• _Given passage_:
· · · ·

|Mount Augustus WORLD'S BIGGEST ROCK
Mount Augustus, or Burringurrah as it is known by the local Wadjari Aboriginal people, is about 850 kilometres from Perth and midway between the Great Northern and North West Coastal highways. One of the most spectacular solitary peaks in the world, it rises 717 metres above a stony, red sandplain of arid shrubland—dominated by wattles, cassias and eremophilas—and is clearly visible from the air for more than 160 kilometres.
The rock itself, which culminates in a small peak on a plateau, is about eight kilometres long and covers an area of 4,795 hectares. At about twice the size of Uluru [Ayers Rock] it is the biggest 'rock' in the world.
The rocks of Mount Augustus are from the upper Proterozoic age; they were deposited on an ancient sea floor as sand and boulders some 1,000 million years ago. These deposits consolidated to form sandstone and conglomerate strata, which eventually, with movement in the Earth's crust, folded and uplifted. Sandstone and conglomerate cover a wide area, including Mt Phillip, 35 kilometres to the west-south-west. The granite rock that lies beneath Mount Augustus is 1,650 million years old. Making it not only twice the size of Uluru, but considerably older.

· · · ·

• _Stated task 1_: Translate the following sentence from the Mount Augustus passage into Spanish: "The granite rock that lies beneath Mount Augustus is 1,650 million years old."

· · · ·

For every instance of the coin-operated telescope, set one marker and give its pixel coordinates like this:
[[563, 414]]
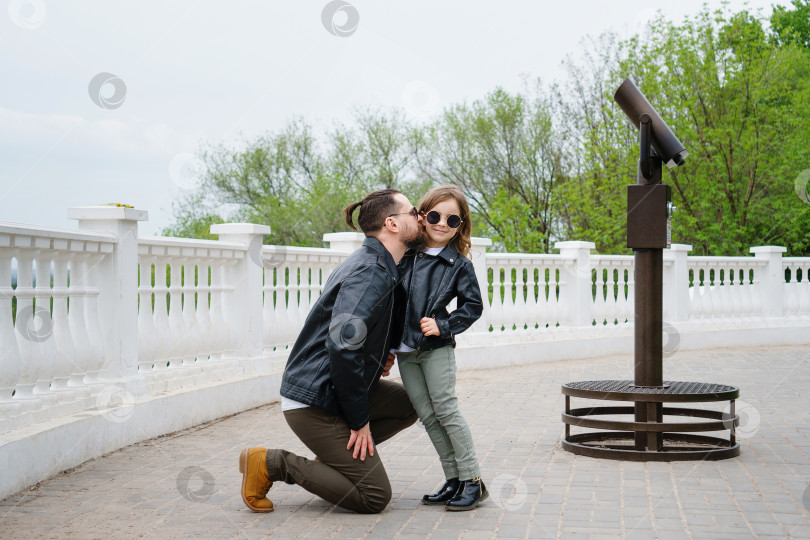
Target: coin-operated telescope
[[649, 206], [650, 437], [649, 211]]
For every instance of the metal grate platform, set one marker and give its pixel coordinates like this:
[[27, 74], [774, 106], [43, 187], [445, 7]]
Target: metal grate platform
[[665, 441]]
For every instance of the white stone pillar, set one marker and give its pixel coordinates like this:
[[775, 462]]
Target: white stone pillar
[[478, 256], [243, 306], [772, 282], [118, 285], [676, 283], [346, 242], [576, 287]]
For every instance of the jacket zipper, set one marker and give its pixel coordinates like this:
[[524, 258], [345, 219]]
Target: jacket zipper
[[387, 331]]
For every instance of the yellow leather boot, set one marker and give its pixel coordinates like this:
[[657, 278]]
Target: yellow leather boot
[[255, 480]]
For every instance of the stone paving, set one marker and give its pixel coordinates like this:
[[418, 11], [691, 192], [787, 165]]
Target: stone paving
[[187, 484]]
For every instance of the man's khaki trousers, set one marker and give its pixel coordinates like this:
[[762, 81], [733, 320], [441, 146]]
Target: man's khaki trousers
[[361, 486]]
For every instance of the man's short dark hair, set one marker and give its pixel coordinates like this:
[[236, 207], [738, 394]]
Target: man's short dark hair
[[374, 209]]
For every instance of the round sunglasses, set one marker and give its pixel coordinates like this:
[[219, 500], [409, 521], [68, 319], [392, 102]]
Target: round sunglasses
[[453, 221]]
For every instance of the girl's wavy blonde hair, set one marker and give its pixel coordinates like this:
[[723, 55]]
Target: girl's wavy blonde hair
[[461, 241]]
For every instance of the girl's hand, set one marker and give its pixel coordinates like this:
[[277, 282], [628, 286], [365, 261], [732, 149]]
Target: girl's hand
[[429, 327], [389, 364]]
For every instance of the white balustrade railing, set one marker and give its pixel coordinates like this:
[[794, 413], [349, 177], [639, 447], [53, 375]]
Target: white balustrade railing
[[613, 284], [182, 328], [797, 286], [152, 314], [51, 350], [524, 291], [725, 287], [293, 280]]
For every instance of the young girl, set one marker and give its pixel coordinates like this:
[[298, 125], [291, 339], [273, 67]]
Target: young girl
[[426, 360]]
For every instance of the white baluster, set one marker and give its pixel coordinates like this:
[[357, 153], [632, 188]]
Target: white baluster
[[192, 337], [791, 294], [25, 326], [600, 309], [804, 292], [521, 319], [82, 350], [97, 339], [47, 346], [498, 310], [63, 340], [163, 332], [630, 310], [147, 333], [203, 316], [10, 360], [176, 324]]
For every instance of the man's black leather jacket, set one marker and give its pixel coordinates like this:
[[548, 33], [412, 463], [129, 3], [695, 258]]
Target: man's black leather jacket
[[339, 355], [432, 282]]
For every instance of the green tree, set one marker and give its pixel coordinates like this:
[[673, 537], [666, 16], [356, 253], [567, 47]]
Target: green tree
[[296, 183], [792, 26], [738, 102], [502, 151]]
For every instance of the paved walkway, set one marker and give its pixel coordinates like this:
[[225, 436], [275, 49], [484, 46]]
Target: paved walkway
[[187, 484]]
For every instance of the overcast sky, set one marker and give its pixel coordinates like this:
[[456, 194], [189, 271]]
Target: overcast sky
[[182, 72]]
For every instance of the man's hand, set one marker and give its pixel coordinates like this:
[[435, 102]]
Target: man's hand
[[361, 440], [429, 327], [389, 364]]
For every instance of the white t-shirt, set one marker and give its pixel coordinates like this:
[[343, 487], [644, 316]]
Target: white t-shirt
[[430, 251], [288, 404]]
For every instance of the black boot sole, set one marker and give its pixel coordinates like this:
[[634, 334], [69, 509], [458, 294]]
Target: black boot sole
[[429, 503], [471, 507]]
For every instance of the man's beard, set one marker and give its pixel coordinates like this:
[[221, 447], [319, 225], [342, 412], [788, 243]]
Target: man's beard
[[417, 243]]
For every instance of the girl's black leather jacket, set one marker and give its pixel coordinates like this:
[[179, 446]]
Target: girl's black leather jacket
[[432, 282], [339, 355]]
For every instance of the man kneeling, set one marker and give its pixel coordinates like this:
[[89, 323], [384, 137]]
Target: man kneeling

· · · ·

• _Stated task 2_: Reproduce verbatim the part of the entries following the Mount Augustus passage that opens with their first line and closes with the line containing "[[665, 441]]", both ends included. Leave out any pictures.

• _Exercise response 1_: La roca de granito que se encuentra bajo el monte Augustus tiene 1.650 millones de años de antigüedad.

• _Exercise response 2_:
For every instance of the coin-operated telescope, set one marker and give its pixel coordinates like this:
[[563, 414]]
Target: coin-operated telescope
[[649, 206], [650, 437], [649, 211]]
For every instance of the metal grate platform, set one marker and give its pixel coordinates like this:
[[27, 74], [774, 106], [43, 187], [445, 7]]
Target: metal grate platform
[[665, 441]]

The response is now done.